**Tasks to carry out:**
A) According to the IELTS Speaking text, how long does the test last?
B) Rewrite the part of the IELTS Speaking text that begins at the words "PRONUNCIATION: speaking so" and stops after "spontaneous and relevant.", replacing "loudly" with "audibly".

**Provided passage:**
>>>>
In the IELTS Speaking test, you will have a discussion with a certified examiner. It will be interactive and as close to a real-life situation as a test can get.

The IELTS Speaking test is 11-14 minutes long and is in three parts.

Part 1

You will answer questions about yourself and your family.

Part 2

You will speak about a topic.

Part 3

You will have a longer discussion about the topic introduced in Part 2.


The IELTS Speaking test is the same for both IELTS Academic and IELTS General Training tests.


IELTS Speaking Part 1

In part 1 of the IELTS Speaking test the examiner will introduce him or herself and ask general questions on familiar topics. First, the examiner will ask you to confirm your identity. He or she will then ask general questions on familiar topics such as home, family, work, studies and interests. Part 1 of the test will last 4-5 minutes.

IELTS Speaking Part 2

In part 2 of the IELTS Speaking test you will be given a task card on a particular topic, and this will include key points that you should talk about. This section of the Speaking test gives you the opportunity to speak for longer on a topic.

You will be given one minute to prepare to talk about the topic on the task card.  A pencil and paper will be provided for you to make notes. You will have to talk for 1-2 minutes, and then the examiner will ask you one or two questions on the same topic. Part 2 takes 3-4 minutes in total.

IELTS Speaking Part 3

In part 3 of the IELTS Speaking test the examiner will ask further questions which are connected to the topics  discussed in part 2. 

This part of the test is designed to give you the opportunity to talk about more abstract issues and ideas. It is a two-way discussion with the examiner, and will last 4-5 minutes.


The examiners award marks under four headings:

FLUENCY AND COHERENCE: speaking in a continuous way, without unnatural hesitation, and organising your thoughts and speech in a logical way.

LEXICAL RESOURCE: using a range of vocabulary appropriate to the topic.

GRAMMATICAL RANGE AND ACCURACY: using a range of grammatical forms, including more complex forms, with a reasonable degree of accuracy.

PRONUNCIATION: speaking so that you can be understood by the examiner.



  • Speak clearly and loudly. Make sure you are heard, but do not yell.
  • Keep eye contact with the examiner, even if he or she looks away or makes notes. If the examiner is writing, looking away, or not smiling, this does not mean that you are doing badly. It just means they are doing their job.
  • Ask the examiner to repeat or explain a question if the task is unclear.
  • You need to sound natural and not as if you have learnt answers by heart. Be spontaneous and relevant.
  • Focus on the task and respond precisely to the question the examiner is asking you.
  • In Part 1, state your answer and then expand, if possible.
  • In Part 2, make notes to answer the questions on the Task Card. Try to do this in one minute. Don’t waste preparation time writing out full sentences. Make notes of just your key ideas.
  • Make a mind map of some of the vocabulary and ideas you can use. The examiner will be listening to see whether you know a range of words related to the topic.
  • Practise to activate what you know.
  • The examiner will give you one minute to make some notes. During this time, he or she will not talk to you. The notes are not marked and will be thrown away after the test. You cannot take them out of the room.
<<<<
**Provided data:**
>>>>
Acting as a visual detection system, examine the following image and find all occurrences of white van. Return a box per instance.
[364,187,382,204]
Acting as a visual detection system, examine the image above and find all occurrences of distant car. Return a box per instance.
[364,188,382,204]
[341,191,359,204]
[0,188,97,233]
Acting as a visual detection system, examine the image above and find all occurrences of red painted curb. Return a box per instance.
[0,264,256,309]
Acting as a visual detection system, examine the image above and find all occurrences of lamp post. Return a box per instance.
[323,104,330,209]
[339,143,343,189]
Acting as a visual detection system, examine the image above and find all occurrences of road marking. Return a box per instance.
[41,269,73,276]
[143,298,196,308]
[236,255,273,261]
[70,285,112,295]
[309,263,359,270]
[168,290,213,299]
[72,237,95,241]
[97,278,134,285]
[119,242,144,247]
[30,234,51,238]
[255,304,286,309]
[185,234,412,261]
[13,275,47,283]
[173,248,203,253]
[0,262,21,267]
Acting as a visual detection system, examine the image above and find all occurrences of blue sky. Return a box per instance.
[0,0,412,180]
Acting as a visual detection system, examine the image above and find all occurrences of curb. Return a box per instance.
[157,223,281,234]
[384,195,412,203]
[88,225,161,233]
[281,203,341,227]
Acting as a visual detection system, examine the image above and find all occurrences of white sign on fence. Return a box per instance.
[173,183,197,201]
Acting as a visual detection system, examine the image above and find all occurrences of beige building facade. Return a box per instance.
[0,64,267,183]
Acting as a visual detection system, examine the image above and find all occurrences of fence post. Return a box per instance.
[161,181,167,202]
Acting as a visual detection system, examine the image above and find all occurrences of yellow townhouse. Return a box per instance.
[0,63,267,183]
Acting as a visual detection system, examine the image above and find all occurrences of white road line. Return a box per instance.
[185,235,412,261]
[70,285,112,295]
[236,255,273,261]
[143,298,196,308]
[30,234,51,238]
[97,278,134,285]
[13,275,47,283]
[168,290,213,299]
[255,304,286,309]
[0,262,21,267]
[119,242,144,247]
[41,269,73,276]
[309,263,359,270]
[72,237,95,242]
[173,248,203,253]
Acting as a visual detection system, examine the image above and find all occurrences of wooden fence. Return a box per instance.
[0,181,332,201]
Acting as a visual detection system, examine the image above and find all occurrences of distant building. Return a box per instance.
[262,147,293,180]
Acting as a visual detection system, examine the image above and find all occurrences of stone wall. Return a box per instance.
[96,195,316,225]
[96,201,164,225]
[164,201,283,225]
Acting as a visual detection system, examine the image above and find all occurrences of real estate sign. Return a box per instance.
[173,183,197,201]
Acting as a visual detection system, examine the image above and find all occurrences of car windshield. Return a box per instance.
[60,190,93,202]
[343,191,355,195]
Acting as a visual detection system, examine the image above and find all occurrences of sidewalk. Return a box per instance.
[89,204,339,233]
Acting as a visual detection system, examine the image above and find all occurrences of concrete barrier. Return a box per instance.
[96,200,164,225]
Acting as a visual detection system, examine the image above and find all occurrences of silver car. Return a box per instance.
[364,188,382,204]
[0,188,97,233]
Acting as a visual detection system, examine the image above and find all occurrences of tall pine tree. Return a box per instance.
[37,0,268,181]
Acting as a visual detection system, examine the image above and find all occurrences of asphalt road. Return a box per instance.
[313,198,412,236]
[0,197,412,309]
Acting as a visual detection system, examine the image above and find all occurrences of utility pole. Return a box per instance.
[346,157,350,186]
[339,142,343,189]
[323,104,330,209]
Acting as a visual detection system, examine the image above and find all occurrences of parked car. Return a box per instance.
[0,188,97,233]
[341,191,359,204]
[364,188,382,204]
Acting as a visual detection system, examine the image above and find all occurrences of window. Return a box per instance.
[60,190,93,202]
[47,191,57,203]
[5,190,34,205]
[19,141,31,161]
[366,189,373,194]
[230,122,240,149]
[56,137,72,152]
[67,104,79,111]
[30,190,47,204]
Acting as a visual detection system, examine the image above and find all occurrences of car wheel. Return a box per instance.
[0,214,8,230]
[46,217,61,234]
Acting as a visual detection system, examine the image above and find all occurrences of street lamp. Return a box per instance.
<<<<
**Written responses:**
A) 11 to 14 minutes.

B)
PRONUNCIATION: speaking so that you can be understood by the examiner.



  • Speak clearly and audibly. Make sure you are heard, but do not yell.
  • Keep eye contact with the examiner, even if he or she looks away or makes notes. If the examiner is writing, looking away, or not smiling, this does not mean that you are doing badly. It just means they are doing their job.
  • Ask the examiner to repeat or explain a question if the task is unclear.
  • You need to sound natural and not as if you have learnt answers by heart. Be spontaneous and relevant.